%%

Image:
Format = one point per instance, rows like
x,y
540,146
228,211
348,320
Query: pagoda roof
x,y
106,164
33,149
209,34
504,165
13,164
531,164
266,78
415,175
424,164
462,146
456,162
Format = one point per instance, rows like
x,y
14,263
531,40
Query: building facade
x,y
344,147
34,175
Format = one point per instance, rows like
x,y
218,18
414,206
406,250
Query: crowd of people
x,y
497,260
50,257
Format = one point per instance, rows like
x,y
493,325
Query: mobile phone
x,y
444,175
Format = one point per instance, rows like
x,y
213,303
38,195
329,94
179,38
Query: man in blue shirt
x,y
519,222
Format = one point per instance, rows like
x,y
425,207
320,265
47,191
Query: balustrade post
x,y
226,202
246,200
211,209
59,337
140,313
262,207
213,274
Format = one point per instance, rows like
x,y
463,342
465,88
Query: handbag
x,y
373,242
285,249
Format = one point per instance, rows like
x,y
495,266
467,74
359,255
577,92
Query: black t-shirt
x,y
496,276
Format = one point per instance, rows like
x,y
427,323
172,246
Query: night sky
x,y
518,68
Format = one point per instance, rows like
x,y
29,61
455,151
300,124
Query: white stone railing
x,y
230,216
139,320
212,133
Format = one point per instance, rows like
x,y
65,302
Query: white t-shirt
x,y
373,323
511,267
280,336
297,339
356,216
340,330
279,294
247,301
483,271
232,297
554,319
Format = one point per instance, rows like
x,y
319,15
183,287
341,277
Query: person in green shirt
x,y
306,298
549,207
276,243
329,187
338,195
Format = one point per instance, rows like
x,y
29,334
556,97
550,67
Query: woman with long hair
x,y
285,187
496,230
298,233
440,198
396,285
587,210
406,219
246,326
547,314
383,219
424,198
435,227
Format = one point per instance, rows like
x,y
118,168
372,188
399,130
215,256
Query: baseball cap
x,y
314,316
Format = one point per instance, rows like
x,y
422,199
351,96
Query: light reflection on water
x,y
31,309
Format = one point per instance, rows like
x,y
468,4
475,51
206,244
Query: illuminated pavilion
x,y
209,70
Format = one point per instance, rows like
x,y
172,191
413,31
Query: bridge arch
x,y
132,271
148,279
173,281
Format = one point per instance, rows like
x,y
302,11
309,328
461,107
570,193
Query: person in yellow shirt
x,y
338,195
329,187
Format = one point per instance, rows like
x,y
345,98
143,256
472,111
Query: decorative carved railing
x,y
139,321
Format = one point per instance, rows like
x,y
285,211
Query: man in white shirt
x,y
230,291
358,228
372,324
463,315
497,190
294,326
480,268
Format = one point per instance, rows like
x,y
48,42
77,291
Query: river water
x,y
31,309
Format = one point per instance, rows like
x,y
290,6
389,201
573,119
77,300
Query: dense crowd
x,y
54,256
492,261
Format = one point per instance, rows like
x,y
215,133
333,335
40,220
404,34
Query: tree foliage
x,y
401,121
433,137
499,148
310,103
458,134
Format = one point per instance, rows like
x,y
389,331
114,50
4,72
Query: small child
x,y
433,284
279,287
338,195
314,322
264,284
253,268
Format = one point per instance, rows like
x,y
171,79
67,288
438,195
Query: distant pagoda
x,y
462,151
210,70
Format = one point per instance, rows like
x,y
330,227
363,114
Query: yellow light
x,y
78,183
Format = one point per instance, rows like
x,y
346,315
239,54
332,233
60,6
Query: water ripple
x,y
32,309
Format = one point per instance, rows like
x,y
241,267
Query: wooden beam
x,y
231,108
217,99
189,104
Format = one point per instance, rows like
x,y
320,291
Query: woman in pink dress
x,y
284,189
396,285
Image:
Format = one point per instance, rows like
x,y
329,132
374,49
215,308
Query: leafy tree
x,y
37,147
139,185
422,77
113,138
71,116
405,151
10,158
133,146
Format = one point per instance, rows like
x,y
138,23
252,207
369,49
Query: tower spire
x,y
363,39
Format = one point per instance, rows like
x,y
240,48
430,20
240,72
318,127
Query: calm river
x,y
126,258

%%

- [The task]: Without leaving anything out, quote all the data.

- [Correct result]:
Image:
Format = one point per instance, rows like
x,y
540,146
228,211
348,320
Query: pagoda roof
x,y
106,164
33,149
209,34
504,165
13,164
531,164
266,78
415,175
424,164
462,146
456,162
Format = one point per instance, rows like
x,y
14,263
531,40
Query: building facade
x,y
344,147
34,175
Format = one point per instance, rows like
x,y
218,18
414,206
406,250
Query: crowd of people
x,y
497,260
50,257
Format = one point per instance, rows like
x,y
493,325
Query: mobile phone
x,y
444,175
Format = one point per instance, rows like
x,y
213,303
38,195
329,94
179,38
Query: man in blue shirt
x,y
519,222
Format = one point per instance, rows like
x,y
425,207
320,265
47,191
Query: balustrade post
x,y
226,202
246,200
211,209
59,337
140,313
262,207
213,274
Format = one point per instance, rows like
x,y
463,342
465,88
Query: handbag
x,y
373,242
285,249
Format = one point per instance, rows like
x,y
495,266
467,74
359,255
577,92
Query: black t-shirt
x,y
496,276
Format = one point per instance, rows like
x,y
427,323
172,246
Query: night sky
x,y
518,68
Format = one point per instance, rows like
x,y
29,61
455,151
300,124
Query: white stone railing
x,y
230,216
139,320
212,133
Format = one point per instance, rows like
x,y
65,302
Query: white t-shirt
x,y
373,323
511,267
280,336
297,339
356,216
340,330
279,294
247,301
483,271
232,297
554,319
Format = one point per instance, rows like
x,y
319,15
183,287
341,277
Query: person in green shirt
x,y
306,298
549,207
276,243
329,187
338,195
Format = one point per instance, rows like
x,y
29,334
556,97
550,67
Query: woman with long hair
x,y
285,187
496,230
298,233
440,198
396,285
587,210
406,219
246,326
547,314
383,219
424,198
435,227
Format = one point per instance, rows like
x,y
118,168
372,188
399,130
215,256
Query: baseball cap
x,y
314,316
Format = one point per instance, rows like
x,y
422,199
351,96
Query: light reflection on water
x,y
31,309
Format = one point per instance, rows like
x,y
468,4
475,51
206,244
Query: illuminated pavilion
x,y
209,70
Format = one point per instance, rows like
x,y
172,191
413,31
Query: bridge arch
x,y
132,271
148,279
173,281
Format = one point per instance, rows like
x,y
302,11
309,328
461,107
570,193
Query: person in yellow shirt
x,y
338,195
329,187
Format = one point per instance, rows like
x,y
345,98
143,256
472,111
Query: decorative carved railing
x,y
139,321
Format = one point per instance, rows like
x,y
285,211
Query: man in white shirt
x,y
230,291
358,228
372,324
463,315
497,190
294,326
480,268
Format = one point per instance, rows like
x,y
48,42
77,291
Query: river water
x,y
31,309
Format = one point per instance, rows like
x,y
290,6
389,201
573,119
77,300
Query: dense crowd
x,y
54,256
492,261
Format = one point per instance, rows like
x,y
215,133
333,335
40,220
404,34
Query: tree foliage
x,y
401,121
433,137
499,148
310,103
458,134
Format = one point per instance, rows like
x,y
389,331
114,50
4,72
Query: small child
x,y
433,284
279,287
338,195
314,322
264,284
253,268
Format = one point per instance, rows like
x,y
171,79
67,288
438,195
Query: distant pagoda
x,y
462,151
210,70
Format = one point per instance, rows like
x,y
330,227
363,114
Query: yellow light
x,y
78,183
Format = one point per instance, rows like
x,y
346,315
239,54
332,233
60,6
Query: water ripple
x,y
32,309
Format = one point per instance, rows like
x,y
241,267
Query: wooden beam
x,y
231,108
217,99
189,104
Format = one point per instance, rows like
x,y
320,291
Query: woman in pink dress
x,y
284,189
396,285
Image:
Format = one point per instance, rows like
x,y
329,132
374,49
215,308
Query: leafy tree
x,y
37,147
139,185
422,77
113,138
71,116
405,151
10,158
133,146
Format = one point per instance, rows like
x,y
138,23
252,207
369,49
Query: tower spire
x,y
363,39
Format = one point per instance, rows like
x,y
240,48
430,20
240,72
318,127
Query: calm river
x,y
126,258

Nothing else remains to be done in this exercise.